▸ **Условие задания**
Ответьте на вопросы по фрагменту о Томасе Манне, приведенному ниже.
1. Чем, согласно фрагменту, стали голод и нищета в послевоенной Европе?
2. Какой датой помечена дневниковая запись Томаса Манна, с которой связана его заключительная критика атмосферы в СССР?
3. В каком городе американский госслужащий рассказал писателю о советской «культурной пропаганде»?

▸ **Фрагмент текста**

-------

Книга «Я не попутчик…». Томас Манн и Советский Союз - Алексей Николаевич Баскаков
Шрифт:
Интервал:
Закладка:
Исключительно предвзятой кажется логика Томаса Манна в отношении плана Маршалла. Голод и нищета в послевоенной Европе стали питательной почвой для популярности коммунистических партий. Поэтому американская помощь, уже и с объективной точки зрения, по воле одного этого обстоятельства, была обусловлена политически, причем не из-за пристрастия властей США к реакционным правителям, а как защита от тоталитарных сил. В рассуждении же Томаса Манна этот факт поставлен с ног на голову. Действительно ли он верил, что коммунизм был в Европе только «пустым словом»? Или был все же внутренне готов принять как должное приход коммунистов к власти в какой-нибудь европейской стране?
Заключительная критика атмосферы в СССР звучит как высказывание «для алиби». Ее содержание связано с записью в дневнике Томаса Манна от 1 августа 1947 года. Американский госслужащий рассказал писателю в Цюрихе «много достоверного» о советской «культурной пропаганде и культурной примитивности»[253]. Высказывание на этот счет в интервью не совсем совпадало с более ранними заявлениями Манна на ту же тему. В 1942 и 1943 годах он писал о «культурном и социальном развитии» в СССР, «относящемся к величайшим национальным подъемам, которые только знает история»[254]. Позже он также восторгался советскими культурными достижениями.

-------

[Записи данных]
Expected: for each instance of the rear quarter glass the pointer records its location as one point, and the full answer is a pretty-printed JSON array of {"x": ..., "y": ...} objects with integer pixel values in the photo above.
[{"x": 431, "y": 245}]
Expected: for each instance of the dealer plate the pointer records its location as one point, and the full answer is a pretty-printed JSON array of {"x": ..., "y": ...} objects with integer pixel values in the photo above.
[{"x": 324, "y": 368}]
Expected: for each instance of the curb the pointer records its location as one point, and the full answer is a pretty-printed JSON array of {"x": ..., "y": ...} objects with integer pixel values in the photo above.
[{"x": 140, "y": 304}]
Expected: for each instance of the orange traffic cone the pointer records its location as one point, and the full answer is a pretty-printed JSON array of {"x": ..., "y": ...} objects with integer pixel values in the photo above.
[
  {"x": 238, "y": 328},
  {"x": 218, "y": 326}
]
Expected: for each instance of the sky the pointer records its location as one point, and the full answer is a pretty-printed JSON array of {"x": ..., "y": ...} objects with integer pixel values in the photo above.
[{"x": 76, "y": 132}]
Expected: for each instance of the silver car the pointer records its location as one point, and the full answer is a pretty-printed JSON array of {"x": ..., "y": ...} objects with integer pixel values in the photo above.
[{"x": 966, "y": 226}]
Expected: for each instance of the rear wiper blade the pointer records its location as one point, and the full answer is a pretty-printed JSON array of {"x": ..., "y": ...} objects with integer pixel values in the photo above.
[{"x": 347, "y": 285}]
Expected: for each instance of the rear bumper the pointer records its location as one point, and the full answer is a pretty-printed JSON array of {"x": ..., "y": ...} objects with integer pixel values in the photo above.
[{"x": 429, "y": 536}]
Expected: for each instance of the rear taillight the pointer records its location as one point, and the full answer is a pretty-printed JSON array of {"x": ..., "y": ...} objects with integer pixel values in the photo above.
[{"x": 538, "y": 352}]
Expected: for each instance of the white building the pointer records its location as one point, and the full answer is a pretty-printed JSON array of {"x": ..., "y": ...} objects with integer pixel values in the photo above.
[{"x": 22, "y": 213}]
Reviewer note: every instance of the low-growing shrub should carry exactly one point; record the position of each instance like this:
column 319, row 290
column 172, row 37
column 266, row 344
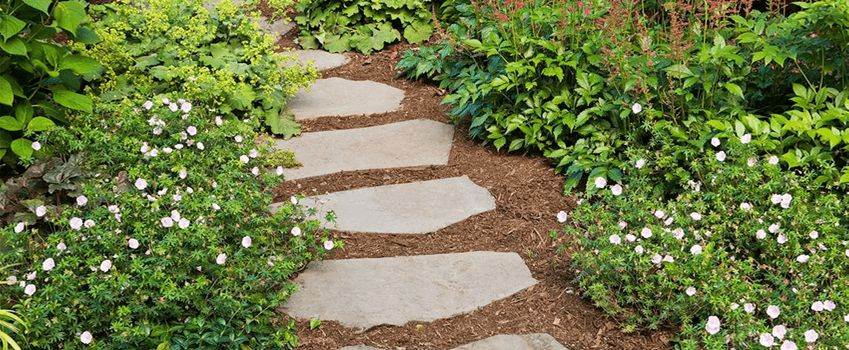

-------

▸ **Решение**
1. Питательной почвой для популярности коммунистических партий.
2. 1 августа 1947 года.
3. В Цюрихе.